**Short problem:** Reproduce everything below, from the entry containing "One keypoint belongs on each instance. Annotate the leaf" down to the end of the entries, keeping the wording of each entry but shifting every x and y coordinate in the answers by adding 14. Leave the pictures out.

**Records shown:**

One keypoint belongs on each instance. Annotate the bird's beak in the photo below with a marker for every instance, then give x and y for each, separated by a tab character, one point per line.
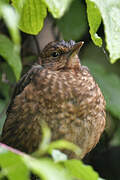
75	48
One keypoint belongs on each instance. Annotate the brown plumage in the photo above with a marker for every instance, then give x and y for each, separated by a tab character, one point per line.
60	92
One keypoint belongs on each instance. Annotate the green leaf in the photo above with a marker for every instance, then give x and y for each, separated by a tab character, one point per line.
110	86
11	19
32	14
110	13
69	25
94	19
78	170
57	7
58	156
46	169
63	144
106	75
10	54
12	165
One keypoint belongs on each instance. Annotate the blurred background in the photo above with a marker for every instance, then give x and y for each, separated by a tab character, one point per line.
105	158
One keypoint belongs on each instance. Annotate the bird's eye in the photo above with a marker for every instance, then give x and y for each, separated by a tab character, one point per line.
55	54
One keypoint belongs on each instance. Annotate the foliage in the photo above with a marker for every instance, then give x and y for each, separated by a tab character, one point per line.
73	18
17	165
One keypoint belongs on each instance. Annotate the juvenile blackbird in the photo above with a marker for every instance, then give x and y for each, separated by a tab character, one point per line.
61	92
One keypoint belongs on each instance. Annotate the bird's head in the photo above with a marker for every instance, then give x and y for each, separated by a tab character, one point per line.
58	55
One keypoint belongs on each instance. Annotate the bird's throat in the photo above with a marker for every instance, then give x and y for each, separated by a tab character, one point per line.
73	62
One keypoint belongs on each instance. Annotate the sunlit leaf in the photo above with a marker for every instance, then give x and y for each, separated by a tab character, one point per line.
58	156
32	14
78	170
73	25
108	80
110	13
94	19
10	54
46	169
57	7
11	19
12	165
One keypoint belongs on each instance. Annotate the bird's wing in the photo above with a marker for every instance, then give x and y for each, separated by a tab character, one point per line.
24	81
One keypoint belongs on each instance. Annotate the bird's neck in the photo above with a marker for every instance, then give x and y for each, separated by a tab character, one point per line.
73	63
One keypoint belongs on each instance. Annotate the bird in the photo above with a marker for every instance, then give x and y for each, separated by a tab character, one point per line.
61	92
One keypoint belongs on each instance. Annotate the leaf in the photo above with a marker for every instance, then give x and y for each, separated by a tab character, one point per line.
94	19
106	76
78	170
9	53
110	13
12	165
32	14
70	26
46	169
11	19
63	144
57	7
58	156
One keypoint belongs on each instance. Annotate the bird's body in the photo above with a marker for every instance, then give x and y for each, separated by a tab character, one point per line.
66	98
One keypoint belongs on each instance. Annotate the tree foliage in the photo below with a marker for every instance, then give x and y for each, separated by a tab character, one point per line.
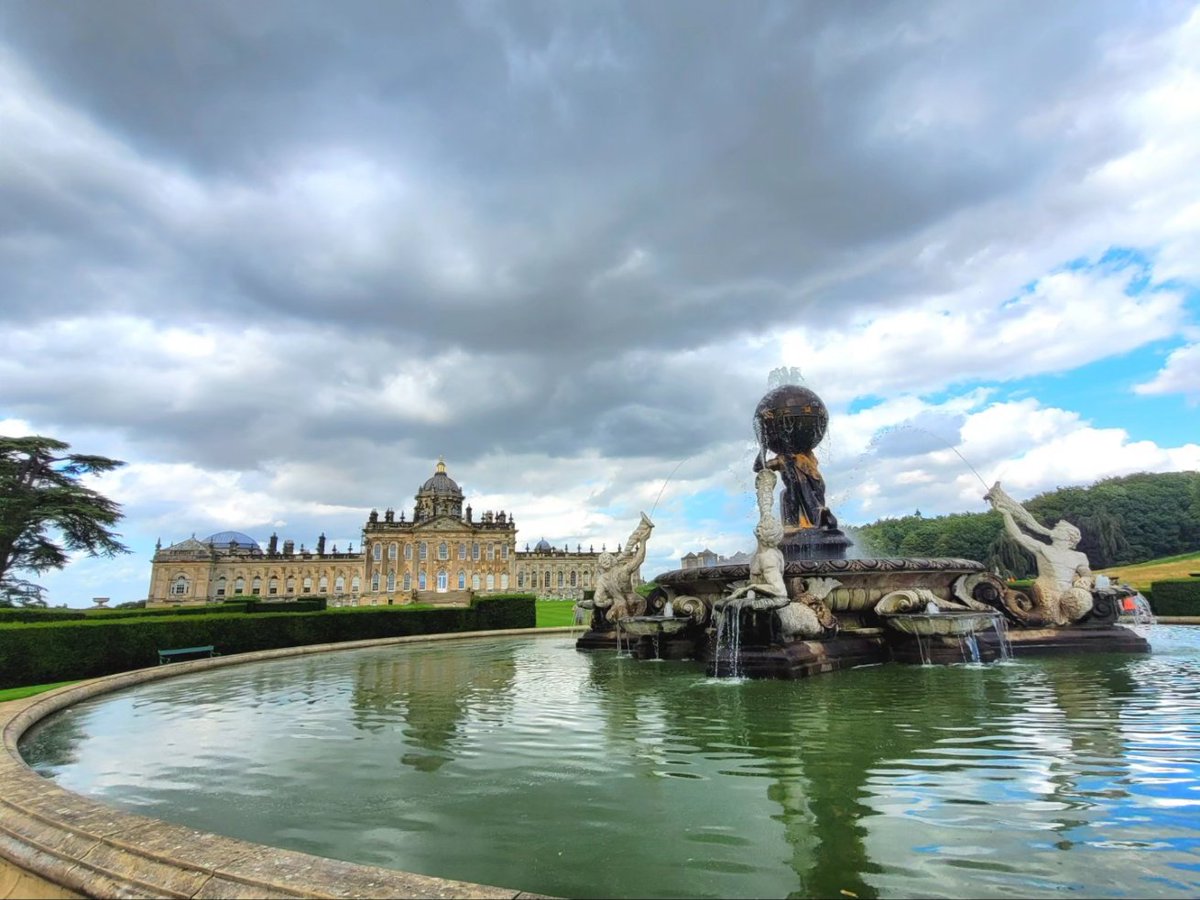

**Solution to the exercise:**
One keypoint belongs on each instance. Annotate the leaf in the photo above with a marker for every instance, then give x and y for each, separated by a tab character, one point per line.
108	33
120	90
92	184
23	67
124	27
26	179
46	28
84	40
60	183
25	33
77	158
71	21
72	170
One keypoint belongs on each instance. Annotate the bird's body in the photo above with a marker for every instance, then give x and y for each, separated by a tab character, one point per line.
80	112
One keypoint belongs on each instance. Annotate the tree foliage in the photo below with a marker for every instance, then give x and y for each, separated by a tab character, one point per line.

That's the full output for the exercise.